Your tasks:
a: Do these statements agree with the memorandum opinion? (i) The jury assigned American Airlines 70% of the fault. (ii) American Airlines brings its motion for reconsideration under Local Rule 6.3 alone. (iii) The jury assigned Saladino no share of the fault. Answer yes or no for each, quoting the words that decide it.
b: Which parties to this action does the memorandum opinion name, counting plaintiffs, defendants and the third party defendant?

Text extract:
* begin *

Opinion
01-CV-7644 (SLT) (JMA).
July 2, 2010
MEMORANDUM OPINION AND ORDER
Plaintiffs, Vito Saladino and AnnMarie Saladino (collectively, "plaintiffs"), bring this diversity action to recover for injuries Saladino sustained on January 17, 1999, when the unsecured hood of the baggage tractor in which he was riding as a passenger sprung up and struck him in the head, rendering him a quadriplegic. Defendants, Stewart Stevenson Services, Inc., Stewart Stevenson Technical Services, Inc., and Stewart Stevenson Tug, LLC (collectively, "S S"), manufactured the baggage tractor at issue. S S impleaded third party defendant American Airlines ("AA"), who was Saladino's employer at the time of his injuries, alleging that AA's negligence was a contributing cause of plaintiff's injuries.
Unless otherwise indicated, all references to "plaintiff" or "Saladino," in the singular, are references to Mr. Saladino.
Plaintiffs' failure to warn claim and derivative loss of consortium claim were tried before a jury between November 12 and November 26, 2008. Although the jury found Saladino negligent, it did not find him to be a substantial factor in the accident and assigned him no fault. The jury assigned S S 30% of the fault and assigned AA 70% of the fault. On March 30, 2010, this Court denied S S' motion for a directed verdict and/or a judgment not withstanding the verdict, and also denied AA's motion for judgment as a matter of law. Now before this Court are (1) S S' motion for reconsideration of the Court's order of March 30, 2010 and (2) AA's motion for reconsideration of the Court's order of March 30, 2010. For the reasons set forth below, the motions for reconsideration are denied.
S S also moves for a Certificate for Interlocutory Appeal in the event that its motion for reconsideration is denied. The Court already denied this request in an order dated April 12, 2010.
BACKGROUND
The facts and procedural history of this case have been stated in prior opinions and it is unnecessary to repeat them here. See, e.g. Saladino v. Stewart Stevenson Services, Inc., ___ F.Supp.2d ___, 2010 WL 1292264, No. 01-CV-6744 (E.D.N.Y. Mar. 30, 2010).
DISCUSSION
Applicable Law
S S does not specify whether it brings its motion for reconsideration pursuant to Federal Rule of Civil Procedure 59(e) or Local Rule 6.3. AA brings its motion pursuant to both Fed.R.Civ.P. 59(e) and Local Rule 6.3. The standards governing Rule 59(e) and Local Rule 6.3, however, are the same. See Yurman Designs, Inc. v. A.R. Morris Jewelers, 60 F.Supp.2d 241, 243-244.

* end *

Dataset entries:
* begin *

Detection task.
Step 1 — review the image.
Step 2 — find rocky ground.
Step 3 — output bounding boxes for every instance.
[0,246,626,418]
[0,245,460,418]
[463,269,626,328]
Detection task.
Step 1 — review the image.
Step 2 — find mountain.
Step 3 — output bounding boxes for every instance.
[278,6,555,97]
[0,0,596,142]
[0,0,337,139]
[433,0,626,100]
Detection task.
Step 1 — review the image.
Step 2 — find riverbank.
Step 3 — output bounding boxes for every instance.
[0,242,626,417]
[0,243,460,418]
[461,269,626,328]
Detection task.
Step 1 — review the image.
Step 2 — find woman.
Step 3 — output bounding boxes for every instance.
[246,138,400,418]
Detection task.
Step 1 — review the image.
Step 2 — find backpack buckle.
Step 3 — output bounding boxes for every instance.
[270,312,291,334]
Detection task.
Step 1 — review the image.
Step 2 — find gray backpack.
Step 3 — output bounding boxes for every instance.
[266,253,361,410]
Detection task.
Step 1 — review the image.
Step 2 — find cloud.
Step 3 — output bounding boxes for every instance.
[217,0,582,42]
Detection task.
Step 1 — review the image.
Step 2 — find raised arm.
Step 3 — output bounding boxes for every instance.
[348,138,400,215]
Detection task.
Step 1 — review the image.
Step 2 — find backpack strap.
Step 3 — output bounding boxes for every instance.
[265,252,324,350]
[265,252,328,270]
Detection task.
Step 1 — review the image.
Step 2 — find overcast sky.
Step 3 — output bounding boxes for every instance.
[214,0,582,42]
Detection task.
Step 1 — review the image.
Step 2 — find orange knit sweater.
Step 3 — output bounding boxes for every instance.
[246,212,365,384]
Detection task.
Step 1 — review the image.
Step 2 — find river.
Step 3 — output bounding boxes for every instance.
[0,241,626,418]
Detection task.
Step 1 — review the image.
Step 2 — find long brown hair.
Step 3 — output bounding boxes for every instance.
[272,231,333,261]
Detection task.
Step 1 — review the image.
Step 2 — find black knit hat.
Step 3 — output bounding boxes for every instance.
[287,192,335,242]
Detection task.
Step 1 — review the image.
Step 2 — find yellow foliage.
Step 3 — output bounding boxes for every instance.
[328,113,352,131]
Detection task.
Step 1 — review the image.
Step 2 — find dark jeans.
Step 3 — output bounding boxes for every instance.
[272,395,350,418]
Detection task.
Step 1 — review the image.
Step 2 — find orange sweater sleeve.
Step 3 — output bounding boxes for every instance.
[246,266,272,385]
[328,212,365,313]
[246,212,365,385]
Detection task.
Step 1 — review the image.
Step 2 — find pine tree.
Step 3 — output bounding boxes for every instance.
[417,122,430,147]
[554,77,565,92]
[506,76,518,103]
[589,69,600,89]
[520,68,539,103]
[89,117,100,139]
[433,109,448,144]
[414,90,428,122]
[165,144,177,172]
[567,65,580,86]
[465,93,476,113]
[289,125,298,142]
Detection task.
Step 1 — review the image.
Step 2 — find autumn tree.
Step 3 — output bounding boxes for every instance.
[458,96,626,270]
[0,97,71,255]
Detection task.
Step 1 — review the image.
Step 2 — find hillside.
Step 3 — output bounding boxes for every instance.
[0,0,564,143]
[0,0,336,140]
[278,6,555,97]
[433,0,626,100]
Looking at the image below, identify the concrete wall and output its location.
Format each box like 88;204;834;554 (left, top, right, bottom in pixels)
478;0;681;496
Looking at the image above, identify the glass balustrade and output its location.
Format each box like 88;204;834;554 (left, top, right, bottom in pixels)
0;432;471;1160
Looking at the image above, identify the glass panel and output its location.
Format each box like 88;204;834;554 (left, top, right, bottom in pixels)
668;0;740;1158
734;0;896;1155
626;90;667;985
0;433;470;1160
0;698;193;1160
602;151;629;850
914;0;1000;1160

* end *

Written responses:
a:
(i) Yes: "assigned AA 70% of the fault."
(ii) No: "AA brings its motion pursuant to both Fed.R.Civ.P. 59(e) and Local Rule 6.3."
(iii) Yes: "assigned him no fault."

b:
- Vito Saladino
- AnnMarie Saladino
- Stewart Stevenson Services, Inc.
- Stewart Stevenson Technical Services, Inc.
- Stewart Stevenson Tug, LLC
- American Airlines